Segment Start: INFORMATION SUPPLIED

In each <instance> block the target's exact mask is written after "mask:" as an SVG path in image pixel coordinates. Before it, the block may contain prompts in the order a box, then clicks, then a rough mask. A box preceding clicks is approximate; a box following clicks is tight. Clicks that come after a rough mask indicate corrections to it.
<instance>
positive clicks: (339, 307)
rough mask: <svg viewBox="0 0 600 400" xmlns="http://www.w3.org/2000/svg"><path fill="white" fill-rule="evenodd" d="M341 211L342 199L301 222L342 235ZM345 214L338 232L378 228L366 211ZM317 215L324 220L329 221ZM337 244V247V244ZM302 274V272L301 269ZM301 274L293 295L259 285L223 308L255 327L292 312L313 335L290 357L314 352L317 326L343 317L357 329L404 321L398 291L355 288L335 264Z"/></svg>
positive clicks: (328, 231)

Segment End: INFORMATION SUPPLIED

* _AIM OF THE TASK_:
Copy out each line of the records that holds the string "instance".

* _TASK SOLUTION_:
In each <instance> block the target's exact mask is written after "mask:" as an SVG path in image pixel coordinates. Before it, the block may contain prompts in the order a box, then clicks, then a rough mask. A box preceding clicks is approximate; a box following clicks is tight. Clicks that come after a rough mask indicate corrections to it.
<instance>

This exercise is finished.